> EXCERPT PROVIDED:
┌────────

C. Other Responsibilities

The Committee shall perform any other activities consistent with this Charter and governing law, as the Committee or the Board deems necessary or appropriate.

SCHEDULE C

TERMS AND CONDITIONS OF THE BROKER WARRANTS

The key terms of the Broker Warrants are summarized as follows:

  1. Warrants are exercisable by completing and lodging the required notice of exercise form, surrender of the relevant warrant certificate and payment of the exercise price with the company on or before the expiry date.

  2. Upon exercise, the holder will be issued one Common Share per Warrant exercised.

  3. The Warrants are transferable to any third party subject to the completion of a transfer form and applicable securities laws.

  4. No voting rights or dividend rights attach to the Warrants.

  5. Where the Company undertakes a Common Share Reorganisation the exercise price shall be adjusted (on the record date or effective date) by multiplying the exercise price immediately prior to this date by a fraction:

  6. (a) the numerator of which is the number of Common Shares on issue immediately prior to the Common Share Reorganisation; and

  7. (b) the denominator of which is the number of Common Shares on issue after the common Share Reorganization is complete.

If a record date is set to issue a distribution of convertible securities, the exercise price is readjusted immediately after the expiry of any relevant exchange or conversion right to the exercise price which would then be in effect.

└────────

> STORED DATA:
┌────────

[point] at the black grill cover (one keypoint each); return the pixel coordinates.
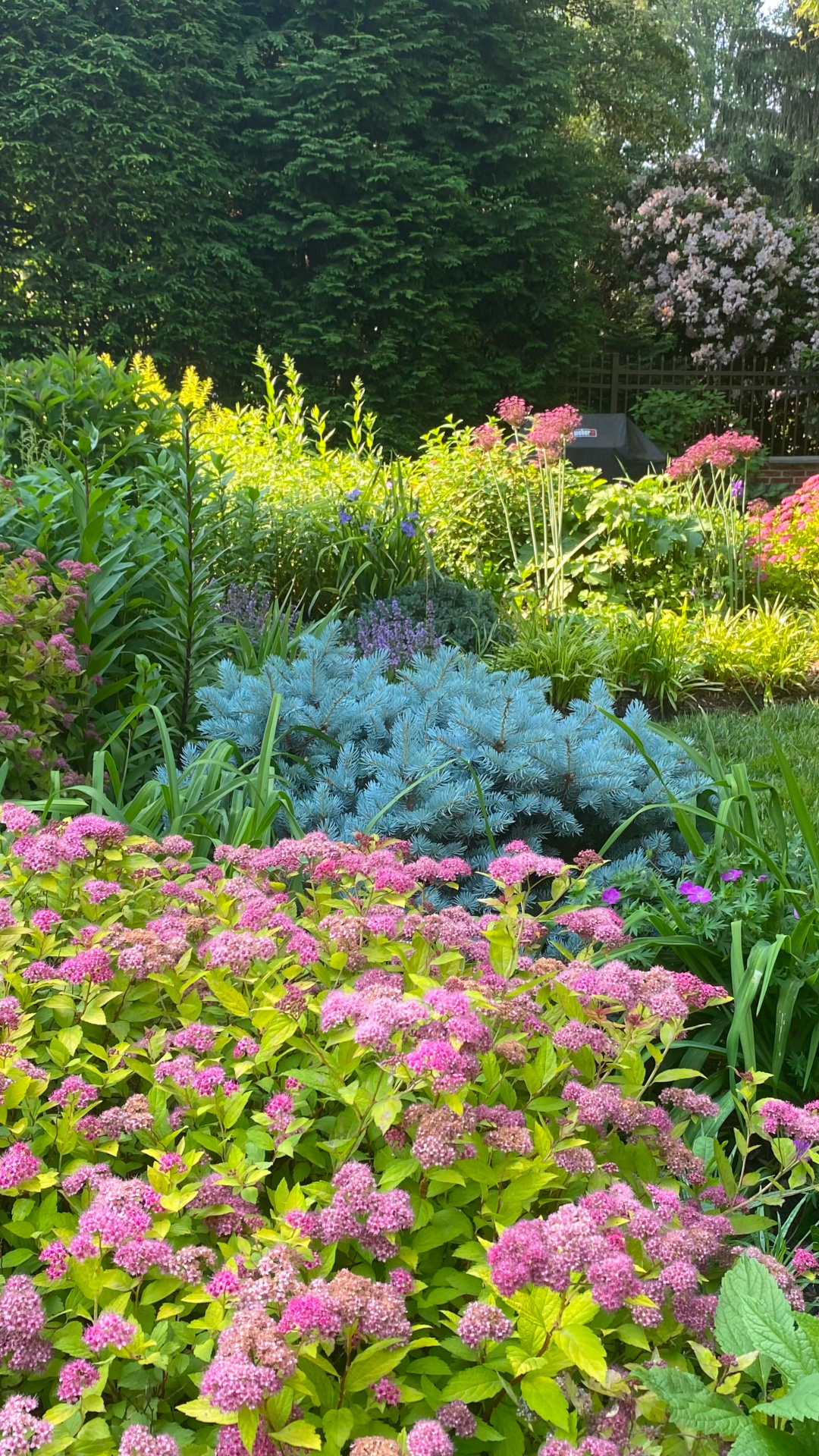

└────────

> TASK OBJECTIVE:
Transcribe, word for word, the portion of the broker warrant terms that begins with the words containing "The key terms" and ends with "to the Warrants.".

> FINISHED ANSWER:
The key terms of the Broker Warrants are summarized as follows:

  1. Warrants are exercisable by completing and lodging the required notice of exercise form, surrender of the relevant warrant certificate and payment of the exercise price with the company on or before the expiry date.

  2. Upon exercise, the holder will be issued one Common Share per Warrant exercised.

  3. The Warrants are transferable to any third party subject to the completion of a transfer form and applicable securities laws.

  4. No voting rights or dividend rights attach to the Warrants.